## The exercise
Rewrite every line of the records below as a JSON list of strings, one string per line, with blank lines left out. Include all the records but leave the pictures out.

## Records for this task
○ ○ ○ ○ ○

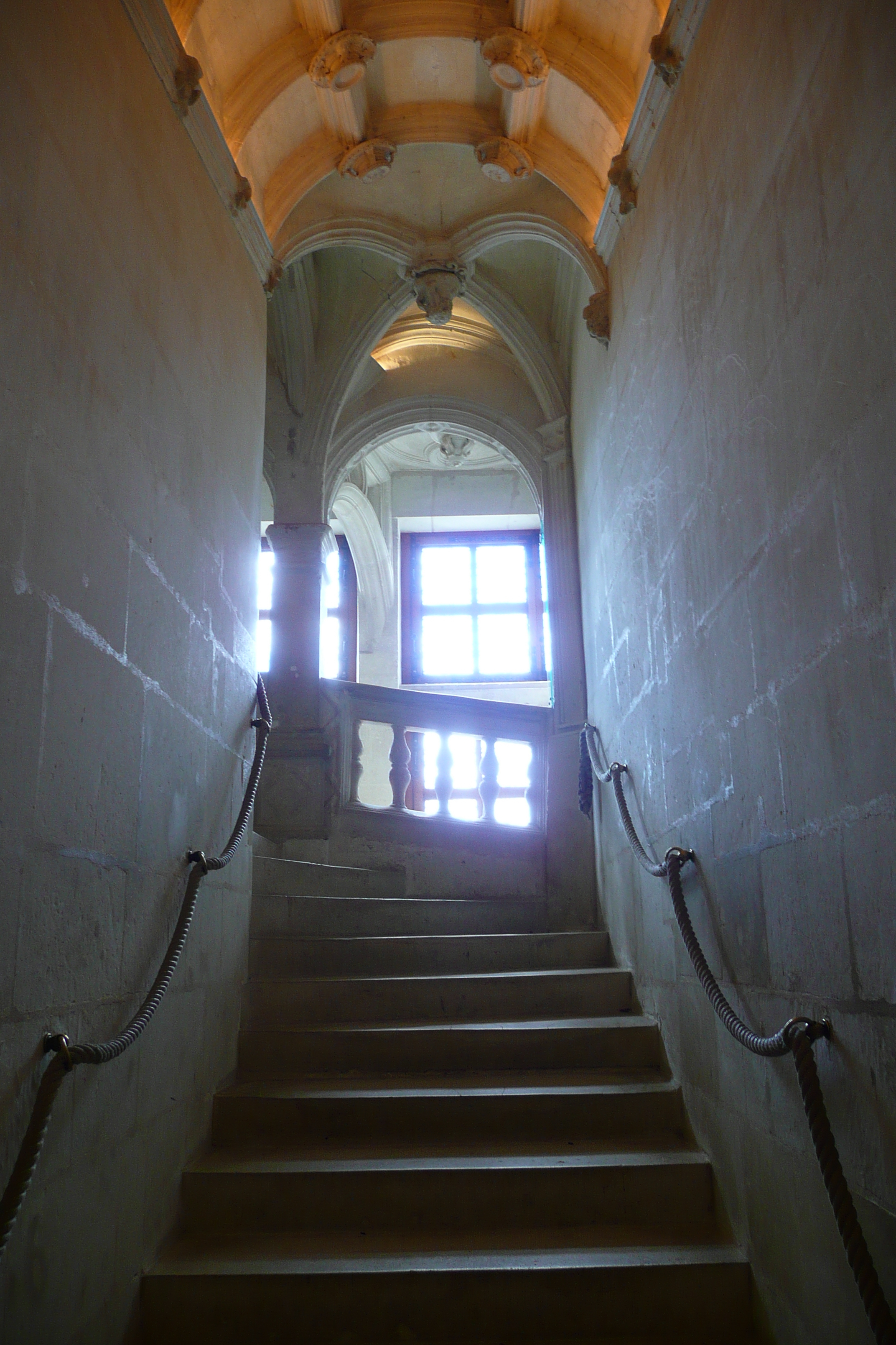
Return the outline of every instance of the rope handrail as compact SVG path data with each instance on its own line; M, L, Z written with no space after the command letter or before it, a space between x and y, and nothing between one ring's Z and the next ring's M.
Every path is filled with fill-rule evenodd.
M602 765L598 753L596 729L592 724L586 724L582 729L579 751L579 808L582 812L591 816L594 777L596 777L602 784L613 784L613 792L619 808L622 827L638 862L647 870L647 873L653 874L654 878L666 878L669 882L669 894L672 897L672 905L676 913L676 920L678 921L681 937L685 948L688 950L688 955L690 956L690 962L693 963L693 968L697 972L697 979L705 990L709 1003L715 1009L720 1021L728 1029L735 1041L739 1041L742 1046L746 1046L747 1050L751 1050L755 1056L787 1056L793 1053L813 1147L815 1150L818 1166L821 1167L821 1176L825 1182L827 1198L830 1200L834 1210L834 1219L837 1220L837 1228L846 1251L849 1268L852 1270L856 1284L858 1286L862 1306L868 1315L877 1345L896 1345L896 1322L893 1321L884 1291L880 1287L877 1271L875 1270L868 1243L865 1241L865 1236L858 1223L856 1205L853 1204L853 1197L849 1193L849 1186L846 1185L846 1178L844 1177L844 1169L840 1162L840 1154L837 1153L837 1145L834 1143L834 1135L830 1128L827 1110L821 1091L821 1081L818 1079L818 1067L815 1065L813 1042L818 1041L819 1037L832 1037L833 1028L830 1020L823 1018L818 1022L814 1018L790 1018L770 1037L760 1037L755 1032L751 1032L743 1018L735 1013L732 1006L725 999L719 982L709 970L709 963L707 962L703 948L700 947L700 940L695 933L695 928L690 923L690 916L685 905L684 888L681 885L681 870L685 863L697 862L696 851L686 850L682 846L672 846L666 850L665 858L661 863L657 863L650 858L641 843L634 822L631 820L629 803L622 788L622 776L627 772L627 765L623 765L621 761L613 761L606 768Z
M251 726L257 730L255 756L253 759L253 768L249 773L249 783L246 784L236 823L230 835L230 841L219 855L207 857L201 850L189 850L187 853L187 863L192 865L192 868L189 870L189 877L187 878L187 888L180 907L177 924L175 925L171 942L168 943L165 956L161 960L159 974L149 987L140 1009L133 1015L130 1022L110 1041L95 1044L71 1042L64 1033L47 1033L43 1038L44 1054L52 1052L54 1057L44 1069L40 1084L38 1085L38 1093L34 1100L34 1107L31 1108L31 1118L28 1120L27 1130L19 1147L19 1155L13 1163L3 1197L0 1197L0 1258L3 1258L7 1243L12 1235L15 1221L19 1216L19 1210L21 1209L28 1186L31 1185L31 1180L38 1167L40 1150L43 1149L43 1142L47 1137L47 1128L50 1126L52 1104L63 1079L66 1075L71 1073L75 1065L105 1065L107 1061L116 1060L118 1056L124 1054L129 1046L133 1046L149 1020L156 1013L156 1009L161 1003L165 991L172 982L175 968L177 967L180 955L184 951L184 944L187 943L187 935L193 919L196 898L199 896L199 888L203 878L211 870L226 869L236 854L240 841L246 835L249 816L253 811L253 804L255 803L255 795L258 792L258 780L262 772L262 765L265 764L267 734L273 726L270 706L267 703L267 693L265 691L265 683L261 677L258 678L255 686L255 699L258 702L261 716L259 718L251 721Z

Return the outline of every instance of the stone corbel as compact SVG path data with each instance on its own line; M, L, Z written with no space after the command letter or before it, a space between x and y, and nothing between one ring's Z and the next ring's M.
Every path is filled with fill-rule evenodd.
M433 327L451 321L451 304L466 289L466 268L457 261L427 261L407 273L416 307Z
M184 52L180 59L180 65L175 69L175 98L183 116L187 116L187 109L192 108L195 102L199 102L201 97L201 89L199 85L201 77L203 67L199 65L196 58L188 56L187 52Z
M392 167L396 153L391 140L364 140L345 151L339 161L340 175L359 182L379 182Z
M650 42L650 59L662 82L672 89L681 74L681 52L673 50L665 28Z
M246 210L253 199L253 184L249 178L236 174L236 190L234 191L234 210Z
M498 89L519 93L537 89L548 78L551 66L543 48L528 32L498 28L482 43L482 59Z
M606 350L610 346L610 291L599 289L582 309L588 336L594 336Z
M627 215L638 204L638 188L631 178L627 149L623 148L614 159L610 160L607 182L619 192L619 214Z
M484 140L476 147L476 157L485 176L502 184L531 178L535 168L532 155L525 145L508 140L506 136Z
M344 93L364 78L373 59L376 43L365 32L334 32L312 59L308 73L318 89Z

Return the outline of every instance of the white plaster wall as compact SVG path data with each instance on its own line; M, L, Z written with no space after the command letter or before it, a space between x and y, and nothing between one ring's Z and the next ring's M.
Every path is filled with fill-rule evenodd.
M588 712L713 970L819 1069L896 1301L896 98L892 4L713 0L579 327ZM598 880L780 1345L870 1341L790 1060L713 1018L610 798Z
M0 1181L47 1029L150 983L188 845L251 751L265 300L118 0L0 24ZM0 1338L134 1337L141 1267L235 1063L250 862L200 896L124 1059L59 1093Z

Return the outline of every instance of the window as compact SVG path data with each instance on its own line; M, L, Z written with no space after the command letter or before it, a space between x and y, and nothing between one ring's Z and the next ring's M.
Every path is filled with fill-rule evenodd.
M548 675L537 531L402 537L402 681Z
M258 625L255 627L255 671L270 671L270 609L274 601L274 553L270 542L262 537L258 554Z
M321 621L321 677L357 682L357 576L344 537L326 558Z
M324 601L326 615L321 621L321 677L357 682L357 578L355 562L344 537L337 537L337 550L326 562ZM266 537L258 557L258 627L255 633L255 667L270 671L271 605L274 592L274 553Z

○ ○ ○ ○ ○

## Result of the exercise
[
  "Return the outline of every instance of the rope handrail as compact SVG path data with each instance on its own line; M, L, Z written with no space after the command letter or before it, a space between x and y, and nothing between one ring's Z and the next ring's M.",
  "Every path is filled with fill-rule evenodd.",
  "M602 765L598 753L596 729L592 724L586 724L582 729L579 751L579 808L582 812L591 816L594 777L596 777L602 784L613 784L613 792L619 808L622 827L638 862L647 870L647 873L653 874L654 878L666 878L669 882L669 894L672 897L672 905L676 913L676 920L678 921L681 937L685 948L688 950L688 955L690 956L690 962L693 963L693 968L697 972L697 979L705 990L709 1003L715 1009L720 1021L728 1029L735 1041L739 1041L742 1046L746 1046L747 1050L751 1050L755 1056L787 1056L793 1053L813 1147L815 1150L818 1166L821 1167L821 1176L825 1182L827 1198L830 1200L834 1210L834 1219L837 1220L837 1228L846 1251L849 1268L852 1270L856 1284L858 1286L862 1306L868 1315L877 1345L896 1345L896 1322L893 1321L884 1291L880 1287L877 1271L875 1270L868 1243L865 1241L865 1236L858 1223L856 1205L853 1204L853 1197L849 1193L849 1186L846 1185L846 1178L844 1177L844 1169L840 1162L840 1154L837 1153L837 1145L834 1143L834 1135L830 1128L827 1110L821 1091L821 1081L818 1079L818 1067L815 1065L813 1042L818 1041L819 1037L832 1037L833 1028L830 1020L823 1018L818 1022L814 1018L790 1018L770 1037L760 1037L755 1032L751 1032L743 1018L735 1013L732 1006L725 999L719 982L709 970L709 963L707 962L703 948L700 947L700 940L695 933L695 928L690 923L690 916L685 905L684 888L681 885L681 870L685 863L697 862L696 851L686 850L682 846L672 846L666 850L665 858L661 863L657 863L650 858L641 843L634 822L631 820L629 803L622 788L622 776L627 772L627 765L623 765L621 761L613 761L606 768Z",
  "M251 726L257 730L255 756L253 759L253 768L249 773L249 783L246 784L236 823L230 835L230 841L219 855L207 857L201 850L189 850L187 853L187 863L192 865L192 868L189 870L189 877L187 878L187 888L180 907L177 924L175 925L171 942L168 943L165 956L161 960L159 974L149 987L140 1009L133 1015L130 1022L110 1041L95 1044L71 1042L64 1033L47 1033L43 1038L44 1054L52 1052L54 1057L44 1069L40 1084L38 1085L38 1093L34 1100L34 1107L31 1108L31 1118L28 1120L27 1130L19 1147L19 1155L13 1163L3 1197L0 1197L0 1258L3 1258L7 1243L12 1235L15 1221L19 1216L19 1210L21 1209L28 1186L31 1185L31 1180L38 1167L40 1150L43 1149L43 1142L47 1137L47 1128L50 1126L52 1104L63 1079L66 1075L71 1073L75 1065L105 1065L107 1061L116 1060L118 1056L124 1054L129 1046L133 1046L149 1020L156 1013L156 1009L161 1003L165 991L172 982L175 968L177 967L180 955L184 951L184 944L187 943L187 935L193 919L196 898L199 896L199 888L203 878L211 870L226 869L236 854L240 841L246 835L249 816L253 811L253 804L255 803L255 795L258 792L258 780L262 772L262 765L265 764L267 734L273 726L270 706L267 703L267 693L265 691L265 683L261 677L258 678L255 686L255 699L258 702L261 716L259 718L251 721Z",
  "Return the outline of every instance of the stone corbel as compact SVG path data with each instance on its own line; M, L, Z written with no space after the command letter or before it, a space between x and y, and nothing between one ring's Z and the next ring's M.",
  "Every path is filled with fill-rule evenodd.",
  "M433 327L451 321L451 304L466 289L466 268L457 261L427 261L407 273L416 307Z",
  "M184 52L180 59L180 65L175 69L175 98L183 116L187 116L187 109L192 108L195 102L199 102L201 97L201 89L199 85L201 77L203 67L199 65L196 58L188 56L187 52Z",
  "M392 167L396 153L391 140L364 140L345 151L339 161L340 175L359 182L379 182Z",
  "M650 42L650 59L662 82L672 89L681 74L681 52L673 50L665 28Z",
  "M246 210L253 199L253 184L249 178L236 174L236 190L234 191L234 210Z",
  "M498 89L519 93L537 89L548 78L551 66L543 48L528 32L498 28L482 43L482 59Z",
  "M606 350L610 346L610 291L599 289L582 309L588 336L594 336Z",
  "M627 215L638 204L638 188L631 178L627 149L623 148L614 159L610 160L607 182L619 192L619 214Z",
  "M484 140L476 147L476 157L485 176L502 184L531 178L535 168L532 155L525 145L508 140L506 136Z",
  "M344 93L364 78L373 59L376 43L365 32L334 32L312 59L308 73L318 89Z",
  "Return the outline of every instance of the white plaster wall as compact SVG path data with each instance on its own line; M, L, Z written with no space after the command letter or before it, a space between x and y, and nothing between one ring's Z and the next ring's M.",
  "Every path is filled with fill-rule evenodd.",
  "M588 712L713 970L819 1069L896 1301L896 98L892 4L713 0L579 327ZM598 880L780 1345L870 1341L790 1060L713 1018L610 798Z",
  "M0 1181L47 1029L150 983L188 845L251 751L265 300L118 0L0 24ZM0 1338L134 1337L141 1267L235 1063L250 862L200 896L124 1059L59 1093Z",
  "Return the outline of every instance of the window as compact SVG path data with each instance on its own line; M, L, Z written with no space after the command letter or before it, a space between x and y, and nothing between one ring's Z and the next ring's M.",
  "Every path is filled with fill-rule evenodd.",
  "M548 675L537 531L402 537L402 681Z",
  "M258 625L255 627L255 671L270 671L270 609L274 601L274 553L270 542L262 537L258 554Z",
  "M321 621L321 677L357 682L357 576L344 537L326 558Z",
  "M324 601L326 615L321 621L321 677L357 682L357 578L355 562L344 537L337 537L337 550L326 562ZM266 537L258 557L258 627L255 633L255 667L270 671L271 605L274 592L274 553Z"
]